**Problem to solve:** Retype the passage from the text about The Circle Maker below, starting at "The Circle Maker: Zevulun" and going down to "the Tzadik label.", keeping every character unchanged.

**Text shown:**
-- begin --

Studio album by John Zorn
- Released: 1998
- Recorded: 1997
- Genre: Avant-garde jazz Downtown music Chamber music
- Length: 122:13
- Label: Tzadik TZ 7122
- Producer: John Zorn

John Zorn chronology
| Weird Little Boy (1998) | The Circle Maker: Issachar (1998) | Downtown Lullaby (1998) |

The Circle Maker: Zevulun

= The Circle Maker =

The Circle Maker is a double album by John Zorn featuring Zorn's Masada compositions performed by the Masada String Trio (on Disc One: Issachar) and the Bar Kokhba Sextet (on Disc Two: Zevulun) which was released in 1998 on the Tzadik label.

==Reception==

The Allmusic review by Joslyn Layne awarded the album 5 stars stating "Zorn skeptics will find the superb and elegant music on The Circle Maker surprisingly stable and accessible... All of these musicians are accomplished in jazz and improvised music, and have performed extensively in world and/or classical settings as well. The Circle Maker is a very necessary recording for all appreciators of chamber jazz, new Jewish music, or any of these stellar musicians."

-- end --

**Data lines:**
-- begin --

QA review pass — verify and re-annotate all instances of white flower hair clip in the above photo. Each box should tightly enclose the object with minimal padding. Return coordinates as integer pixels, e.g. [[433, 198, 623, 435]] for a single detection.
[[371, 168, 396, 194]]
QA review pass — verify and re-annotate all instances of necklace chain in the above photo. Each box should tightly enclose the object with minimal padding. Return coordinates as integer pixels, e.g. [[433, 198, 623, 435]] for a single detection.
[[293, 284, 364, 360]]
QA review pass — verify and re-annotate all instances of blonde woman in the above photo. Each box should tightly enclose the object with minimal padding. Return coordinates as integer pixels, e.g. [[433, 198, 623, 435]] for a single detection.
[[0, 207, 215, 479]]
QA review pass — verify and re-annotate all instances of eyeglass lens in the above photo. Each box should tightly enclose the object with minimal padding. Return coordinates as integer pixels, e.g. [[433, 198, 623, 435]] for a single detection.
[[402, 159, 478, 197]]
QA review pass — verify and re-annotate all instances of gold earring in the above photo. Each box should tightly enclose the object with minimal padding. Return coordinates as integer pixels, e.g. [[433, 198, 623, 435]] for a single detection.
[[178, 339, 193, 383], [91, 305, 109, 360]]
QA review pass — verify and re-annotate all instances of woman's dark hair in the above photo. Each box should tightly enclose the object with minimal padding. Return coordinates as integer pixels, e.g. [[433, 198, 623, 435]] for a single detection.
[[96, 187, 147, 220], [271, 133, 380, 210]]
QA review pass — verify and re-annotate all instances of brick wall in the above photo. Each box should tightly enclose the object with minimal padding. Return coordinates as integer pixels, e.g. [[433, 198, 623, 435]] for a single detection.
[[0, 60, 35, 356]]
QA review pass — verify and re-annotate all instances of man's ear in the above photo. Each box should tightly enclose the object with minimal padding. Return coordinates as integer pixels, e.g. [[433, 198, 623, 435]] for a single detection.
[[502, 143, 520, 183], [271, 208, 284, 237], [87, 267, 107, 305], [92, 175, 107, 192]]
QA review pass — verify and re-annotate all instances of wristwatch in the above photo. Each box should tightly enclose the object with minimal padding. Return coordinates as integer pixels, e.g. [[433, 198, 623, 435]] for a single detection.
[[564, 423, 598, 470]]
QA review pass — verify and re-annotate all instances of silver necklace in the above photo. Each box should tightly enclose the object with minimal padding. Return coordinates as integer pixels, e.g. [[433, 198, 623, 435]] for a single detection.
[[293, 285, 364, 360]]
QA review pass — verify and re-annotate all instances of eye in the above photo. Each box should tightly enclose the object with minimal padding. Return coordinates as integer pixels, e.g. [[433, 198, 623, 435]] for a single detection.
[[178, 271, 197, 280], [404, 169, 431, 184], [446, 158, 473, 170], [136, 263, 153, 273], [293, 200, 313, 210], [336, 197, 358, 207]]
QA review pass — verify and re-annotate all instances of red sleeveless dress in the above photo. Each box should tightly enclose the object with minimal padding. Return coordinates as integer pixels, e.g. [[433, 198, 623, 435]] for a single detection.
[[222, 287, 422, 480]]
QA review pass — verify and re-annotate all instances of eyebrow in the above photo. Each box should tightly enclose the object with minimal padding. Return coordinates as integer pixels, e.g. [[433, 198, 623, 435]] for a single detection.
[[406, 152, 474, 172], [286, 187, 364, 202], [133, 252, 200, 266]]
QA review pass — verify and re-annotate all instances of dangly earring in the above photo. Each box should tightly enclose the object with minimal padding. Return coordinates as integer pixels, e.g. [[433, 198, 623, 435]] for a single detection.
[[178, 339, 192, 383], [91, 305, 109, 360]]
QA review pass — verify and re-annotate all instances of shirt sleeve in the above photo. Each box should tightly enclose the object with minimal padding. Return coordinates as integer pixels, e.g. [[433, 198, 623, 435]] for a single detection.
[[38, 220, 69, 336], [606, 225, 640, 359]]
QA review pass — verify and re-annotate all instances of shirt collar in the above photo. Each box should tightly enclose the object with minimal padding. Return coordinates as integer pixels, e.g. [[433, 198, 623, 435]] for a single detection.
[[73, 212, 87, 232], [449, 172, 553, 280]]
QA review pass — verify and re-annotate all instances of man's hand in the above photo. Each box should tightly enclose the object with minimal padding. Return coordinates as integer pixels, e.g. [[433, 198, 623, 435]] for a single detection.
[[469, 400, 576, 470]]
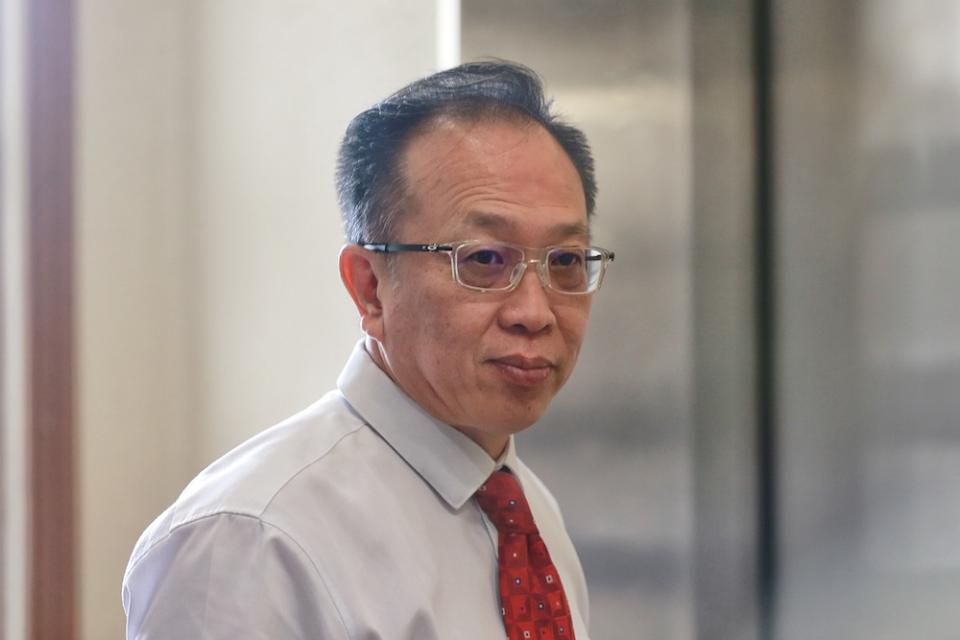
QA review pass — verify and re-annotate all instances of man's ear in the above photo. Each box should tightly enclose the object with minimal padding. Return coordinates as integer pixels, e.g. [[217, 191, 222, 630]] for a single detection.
[[340, 244, 384, 342]]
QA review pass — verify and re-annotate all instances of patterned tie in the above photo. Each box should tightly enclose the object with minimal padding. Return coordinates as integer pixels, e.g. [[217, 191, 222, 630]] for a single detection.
[[476, 471, 574, 640]]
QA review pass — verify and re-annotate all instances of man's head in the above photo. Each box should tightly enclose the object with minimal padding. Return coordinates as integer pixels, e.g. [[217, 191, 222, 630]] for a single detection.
[[338, 63, 606, 456]]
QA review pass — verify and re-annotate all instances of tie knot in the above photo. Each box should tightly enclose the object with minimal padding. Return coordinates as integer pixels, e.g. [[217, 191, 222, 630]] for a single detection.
[[476, 470, 537, 533]]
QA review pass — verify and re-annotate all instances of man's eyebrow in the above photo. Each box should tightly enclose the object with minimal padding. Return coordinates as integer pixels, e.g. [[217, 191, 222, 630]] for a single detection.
[[466, 211, 590, 238]]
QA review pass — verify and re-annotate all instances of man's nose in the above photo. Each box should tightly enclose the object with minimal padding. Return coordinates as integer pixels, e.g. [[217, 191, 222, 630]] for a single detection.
[[500, 263, 557, 334]]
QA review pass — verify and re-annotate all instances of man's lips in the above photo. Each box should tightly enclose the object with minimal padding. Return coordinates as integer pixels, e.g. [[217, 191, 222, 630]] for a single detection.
[[488, 354, 556, 387]]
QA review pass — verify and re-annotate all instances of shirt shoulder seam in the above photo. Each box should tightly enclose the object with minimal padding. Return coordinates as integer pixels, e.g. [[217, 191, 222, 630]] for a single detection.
[[257, 416, 369, 518]]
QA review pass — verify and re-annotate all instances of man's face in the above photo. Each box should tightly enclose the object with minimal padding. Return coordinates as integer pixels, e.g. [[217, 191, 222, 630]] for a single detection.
[[374, 120, 592, 456]]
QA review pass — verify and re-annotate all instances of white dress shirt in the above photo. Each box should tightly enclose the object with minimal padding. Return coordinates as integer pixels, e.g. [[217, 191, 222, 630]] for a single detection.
[[123, 344, 588, 640]]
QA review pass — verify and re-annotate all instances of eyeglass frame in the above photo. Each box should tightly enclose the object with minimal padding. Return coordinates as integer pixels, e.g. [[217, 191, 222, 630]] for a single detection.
[[357, 240, 616, 296]]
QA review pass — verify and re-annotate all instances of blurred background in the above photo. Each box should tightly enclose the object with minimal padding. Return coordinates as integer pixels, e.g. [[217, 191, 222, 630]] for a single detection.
[[0, 0, 960, 640]]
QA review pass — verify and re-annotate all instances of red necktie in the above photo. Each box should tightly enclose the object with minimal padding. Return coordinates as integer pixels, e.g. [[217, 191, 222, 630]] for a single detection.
[[476, 464, 574, 640]]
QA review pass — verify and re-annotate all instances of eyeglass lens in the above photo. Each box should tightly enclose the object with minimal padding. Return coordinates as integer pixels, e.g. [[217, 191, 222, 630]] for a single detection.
[[454, 243, 603, 293]]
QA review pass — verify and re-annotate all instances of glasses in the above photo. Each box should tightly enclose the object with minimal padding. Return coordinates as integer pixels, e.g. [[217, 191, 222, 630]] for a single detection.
[[360, 240, 614, 295]]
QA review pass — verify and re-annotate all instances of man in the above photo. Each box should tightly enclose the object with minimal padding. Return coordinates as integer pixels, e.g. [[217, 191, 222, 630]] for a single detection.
[[123, 63, 613, 640]]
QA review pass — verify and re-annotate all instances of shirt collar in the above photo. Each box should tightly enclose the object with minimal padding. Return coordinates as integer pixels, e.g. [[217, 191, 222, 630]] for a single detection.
[[337, 341, 517, 509]]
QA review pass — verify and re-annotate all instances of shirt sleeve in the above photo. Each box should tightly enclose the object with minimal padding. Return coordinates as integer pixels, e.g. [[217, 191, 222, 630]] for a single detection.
[[123, 513, 349, 640]]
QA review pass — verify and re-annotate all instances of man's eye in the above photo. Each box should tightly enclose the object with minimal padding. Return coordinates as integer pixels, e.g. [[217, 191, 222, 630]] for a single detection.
[[467, 249, 504, 265], [550, 251, 583, 267]]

-- end --

**Task solution:**
The Circle Maker: Zevulun

= The Circle Maker =

The Circle Maker is a double album by John Zorn featuring Zorn's Masada compositions performed by the Masada String Trio (on Disc One: Issachar) and the Bar Kokhba Sextet (on Disc Two: Zevulun) which was released in 1998 on the Tzadik label.